[Position identification records]
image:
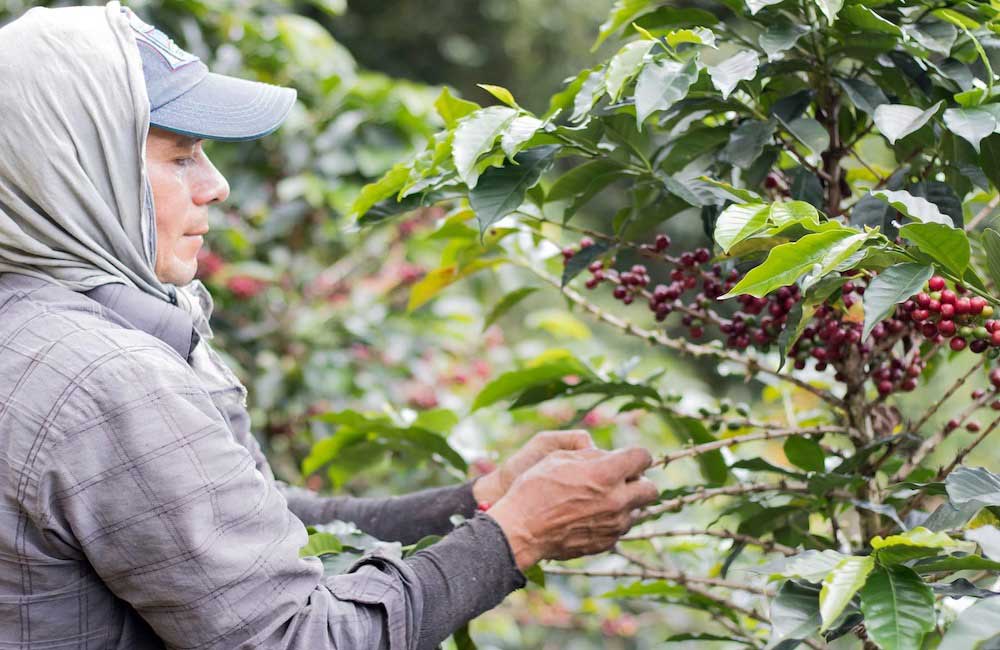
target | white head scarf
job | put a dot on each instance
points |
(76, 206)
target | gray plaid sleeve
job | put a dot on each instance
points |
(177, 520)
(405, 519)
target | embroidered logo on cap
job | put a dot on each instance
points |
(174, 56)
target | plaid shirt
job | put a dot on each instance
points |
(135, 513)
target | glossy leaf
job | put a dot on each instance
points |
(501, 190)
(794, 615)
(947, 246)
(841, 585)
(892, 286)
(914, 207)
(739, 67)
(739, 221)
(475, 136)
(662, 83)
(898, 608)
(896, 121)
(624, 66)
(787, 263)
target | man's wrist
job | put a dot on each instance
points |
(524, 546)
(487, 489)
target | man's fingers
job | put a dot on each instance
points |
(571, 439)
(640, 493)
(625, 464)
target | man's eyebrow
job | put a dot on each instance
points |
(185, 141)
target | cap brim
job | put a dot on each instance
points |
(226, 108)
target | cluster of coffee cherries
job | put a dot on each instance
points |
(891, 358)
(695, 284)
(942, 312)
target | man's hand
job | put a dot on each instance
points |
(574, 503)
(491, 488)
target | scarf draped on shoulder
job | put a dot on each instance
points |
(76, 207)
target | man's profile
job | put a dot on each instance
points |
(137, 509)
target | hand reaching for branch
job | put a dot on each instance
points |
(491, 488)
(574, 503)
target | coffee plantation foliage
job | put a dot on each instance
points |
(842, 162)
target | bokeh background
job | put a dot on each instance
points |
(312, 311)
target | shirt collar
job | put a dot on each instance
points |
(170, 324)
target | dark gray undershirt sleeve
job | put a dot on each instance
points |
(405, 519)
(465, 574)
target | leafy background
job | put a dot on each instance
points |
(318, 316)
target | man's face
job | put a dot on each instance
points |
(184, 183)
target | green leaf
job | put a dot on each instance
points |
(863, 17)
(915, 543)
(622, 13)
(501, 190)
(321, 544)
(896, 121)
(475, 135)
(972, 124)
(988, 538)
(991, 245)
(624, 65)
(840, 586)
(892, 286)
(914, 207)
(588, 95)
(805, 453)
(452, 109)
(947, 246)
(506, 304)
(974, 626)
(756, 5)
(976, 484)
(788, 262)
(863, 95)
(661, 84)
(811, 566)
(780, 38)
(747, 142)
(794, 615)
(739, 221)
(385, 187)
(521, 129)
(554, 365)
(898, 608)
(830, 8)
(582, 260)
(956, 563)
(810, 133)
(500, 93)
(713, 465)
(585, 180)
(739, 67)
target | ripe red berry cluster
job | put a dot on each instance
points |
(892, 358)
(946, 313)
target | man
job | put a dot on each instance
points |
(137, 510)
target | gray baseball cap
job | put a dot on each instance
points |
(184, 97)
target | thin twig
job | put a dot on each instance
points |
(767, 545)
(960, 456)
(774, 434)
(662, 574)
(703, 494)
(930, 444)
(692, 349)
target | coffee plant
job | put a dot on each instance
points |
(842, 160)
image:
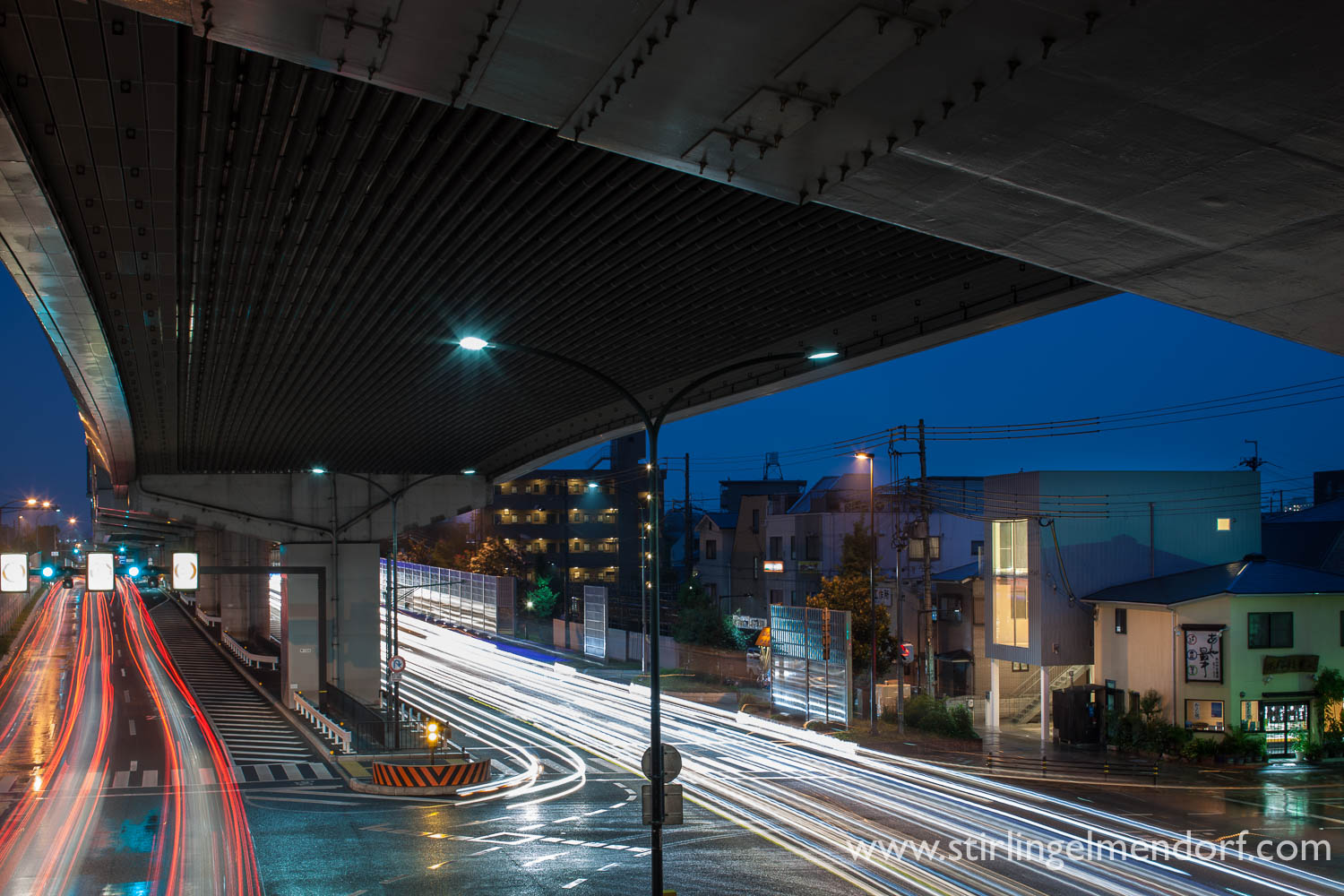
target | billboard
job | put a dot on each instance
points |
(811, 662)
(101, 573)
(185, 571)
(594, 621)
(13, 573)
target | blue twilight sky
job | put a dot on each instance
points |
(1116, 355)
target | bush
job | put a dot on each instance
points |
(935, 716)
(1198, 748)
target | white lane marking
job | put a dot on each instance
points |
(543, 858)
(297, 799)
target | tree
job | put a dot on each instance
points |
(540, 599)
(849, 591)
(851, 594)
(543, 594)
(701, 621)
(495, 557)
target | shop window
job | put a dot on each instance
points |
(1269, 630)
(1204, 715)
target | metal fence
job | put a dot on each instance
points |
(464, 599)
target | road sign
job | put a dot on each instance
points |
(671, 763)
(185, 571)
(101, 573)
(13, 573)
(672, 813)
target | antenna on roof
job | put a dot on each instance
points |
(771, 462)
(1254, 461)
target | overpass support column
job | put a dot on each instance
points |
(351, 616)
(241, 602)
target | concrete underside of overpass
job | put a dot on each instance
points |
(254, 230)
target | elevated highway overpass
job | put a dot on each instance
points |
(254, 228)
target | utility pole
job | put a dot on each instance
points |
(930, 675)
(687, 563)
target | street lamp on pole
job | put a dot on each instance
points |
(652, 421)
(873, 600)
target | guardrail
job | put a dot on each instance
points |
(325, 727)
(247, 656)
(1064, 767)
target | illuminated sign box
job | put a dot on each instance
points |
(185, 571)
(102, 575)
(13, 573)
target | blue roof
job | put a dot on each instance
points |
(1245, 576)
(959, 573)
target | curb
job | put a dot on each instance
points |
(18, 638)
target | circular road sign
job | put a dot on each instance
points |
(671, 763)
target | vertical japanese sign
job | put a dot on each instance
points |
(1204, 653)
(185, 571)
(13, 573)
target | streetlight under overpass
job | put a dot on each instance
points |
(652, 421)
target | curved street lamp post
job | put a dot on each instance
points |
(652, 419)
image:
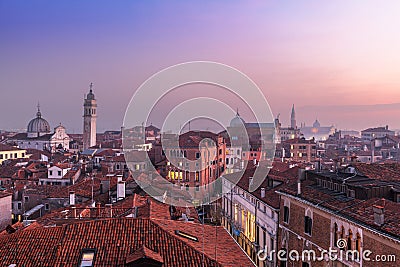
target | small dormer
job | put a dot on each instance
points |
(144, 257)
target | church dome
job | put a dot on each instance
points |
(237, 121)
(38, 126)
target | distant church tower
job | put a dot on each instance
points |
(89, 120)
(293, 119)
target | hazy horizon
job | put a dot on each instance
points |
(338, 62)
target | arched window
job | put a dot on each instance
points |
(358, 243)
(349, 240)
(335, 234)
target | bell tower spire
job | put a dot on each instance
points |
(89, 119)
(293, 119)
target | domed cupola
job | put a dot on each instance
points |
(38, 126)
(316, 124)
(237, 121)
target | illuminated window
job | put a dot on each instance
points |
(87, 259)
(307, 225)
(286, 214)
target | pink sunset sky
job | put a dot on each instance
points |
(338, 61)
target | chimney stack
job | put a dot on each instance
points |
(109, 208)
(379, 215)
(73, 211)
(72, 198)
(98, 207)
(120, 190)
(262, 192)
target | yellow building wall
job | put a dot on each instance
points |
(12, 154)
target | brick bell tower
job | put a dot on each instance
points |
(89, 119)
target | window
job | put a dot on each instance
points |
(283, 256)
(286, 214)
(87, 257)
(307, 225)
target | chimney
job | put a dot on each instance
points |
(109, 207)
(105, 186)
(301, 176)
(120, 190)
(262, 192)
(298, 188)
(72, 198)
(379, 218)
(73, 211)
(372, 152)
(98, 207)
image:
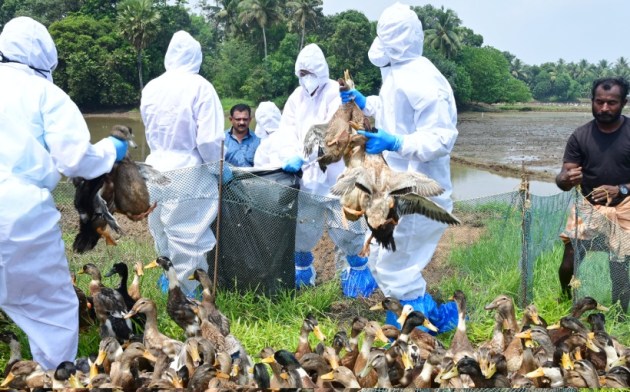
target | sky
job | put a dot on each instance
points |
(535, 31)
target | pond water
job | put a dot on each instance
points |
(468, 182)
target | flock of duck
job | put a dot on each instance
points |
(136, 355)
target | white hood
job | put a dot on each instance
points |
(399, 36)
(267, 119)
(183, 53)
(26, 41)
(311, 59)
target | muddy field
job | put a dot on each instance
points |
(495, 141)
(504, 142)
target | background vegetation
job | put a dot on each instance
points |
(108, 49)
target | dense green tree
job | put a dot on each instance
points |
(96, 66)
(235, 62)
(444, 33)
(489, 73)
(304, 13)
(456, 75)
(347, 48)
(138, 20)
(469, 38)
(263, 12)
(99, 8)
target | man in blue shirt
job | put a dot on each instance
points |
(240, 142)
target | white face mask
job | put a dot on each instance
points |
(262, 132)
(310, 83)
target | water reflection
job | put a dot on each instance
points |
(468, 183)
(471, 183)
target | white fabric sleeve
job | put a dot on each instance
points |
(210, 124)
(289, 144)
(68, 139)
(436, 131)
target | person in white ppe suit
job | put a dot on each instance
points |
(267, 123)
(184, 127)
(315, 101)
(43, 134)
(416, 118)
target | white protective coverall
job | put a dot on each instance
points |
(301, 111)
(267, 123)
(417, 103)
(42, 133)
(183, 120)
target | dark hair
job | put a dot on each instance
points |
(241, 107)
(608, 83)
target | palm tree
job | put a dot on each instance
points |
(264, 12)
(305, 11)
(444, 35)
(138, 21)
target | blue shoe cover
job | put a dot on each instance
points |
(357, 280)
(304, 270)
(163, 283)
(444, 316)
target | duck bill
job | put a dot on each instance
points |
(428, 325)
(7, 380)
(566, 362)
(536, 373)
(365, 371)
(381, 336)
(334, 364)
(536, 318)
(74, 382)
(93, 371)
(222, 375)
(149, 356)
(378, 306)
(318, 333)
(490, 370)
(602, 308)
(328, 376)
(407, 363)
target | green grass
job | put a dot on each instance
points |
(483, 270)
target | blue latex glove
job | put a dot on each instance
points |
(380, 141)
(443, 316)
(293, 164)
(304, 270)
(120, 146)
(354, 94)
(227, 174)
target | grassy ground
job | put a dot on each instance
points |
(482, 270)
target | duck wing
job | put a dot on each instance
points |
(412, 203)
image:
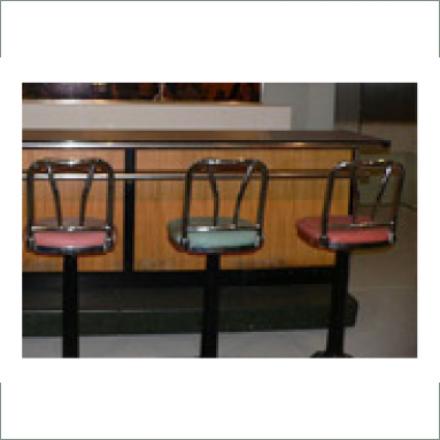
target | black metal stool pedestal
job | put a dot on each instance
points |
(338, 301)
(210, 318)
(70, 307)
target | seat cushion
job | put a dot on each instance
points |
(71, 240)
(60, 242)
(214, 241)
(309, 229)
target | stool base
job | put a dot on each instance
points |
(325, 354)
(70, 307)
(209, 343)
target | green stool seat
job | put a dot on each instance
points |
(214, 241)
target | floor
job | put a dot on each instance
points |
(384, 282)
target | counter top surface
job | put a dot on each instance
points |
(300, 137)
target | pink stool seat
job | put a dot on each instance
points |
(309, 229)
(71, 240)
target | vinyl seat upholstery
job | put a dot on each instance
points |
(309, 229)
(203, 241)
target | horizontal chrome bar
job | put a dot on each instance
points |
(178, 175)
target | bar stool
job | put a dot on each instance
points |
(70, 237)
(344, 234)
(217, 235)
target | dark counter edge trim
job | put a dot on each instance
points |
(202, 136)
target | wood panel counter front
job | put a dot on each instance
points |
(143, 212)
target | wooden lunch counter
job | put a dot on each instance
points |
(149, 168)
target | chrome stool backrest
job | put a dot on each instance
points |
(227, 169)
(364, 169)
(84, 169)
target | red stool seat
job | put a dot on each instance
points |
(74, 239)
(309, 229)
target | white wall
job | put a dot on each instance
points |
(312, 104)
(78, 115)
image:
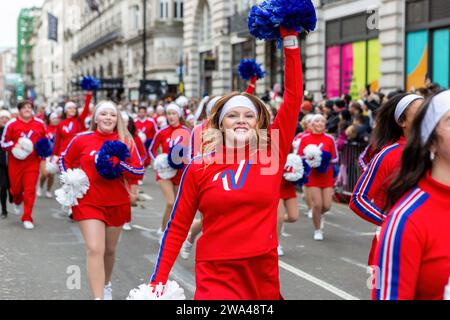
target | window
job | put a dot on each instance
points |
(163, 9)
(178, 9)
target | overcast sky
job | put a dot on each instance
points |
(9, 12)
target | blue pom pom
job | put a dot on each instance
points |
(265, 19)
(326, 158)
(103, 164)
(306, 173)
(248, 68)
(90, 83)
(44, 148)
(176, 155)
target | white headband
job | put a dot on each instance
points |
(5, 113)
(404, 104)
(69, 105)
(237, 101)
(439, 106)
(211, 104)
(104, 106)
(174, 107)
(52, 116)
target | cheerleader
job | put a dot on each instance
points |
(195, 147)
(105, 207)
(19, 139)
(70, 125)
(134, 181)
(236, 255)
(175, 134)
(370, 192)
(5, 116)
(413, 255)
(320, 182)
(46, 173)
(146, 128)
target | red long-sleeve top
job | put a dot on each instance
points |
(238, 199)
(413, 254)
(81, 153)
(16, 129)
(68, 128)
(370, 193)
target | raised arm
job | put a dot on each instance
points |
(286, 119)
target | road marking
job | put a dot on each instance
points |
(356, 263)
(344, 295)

▶ Exercise: Starting at the line containing "target | road marking" and ending at the end of the data, write the lines out again, changing "road marking" to "painted line" and leaving everything else the same.

▶ Correct answer:
target | painted line
job | put a dot on each instance
points |
(356, 263)
(344, 295)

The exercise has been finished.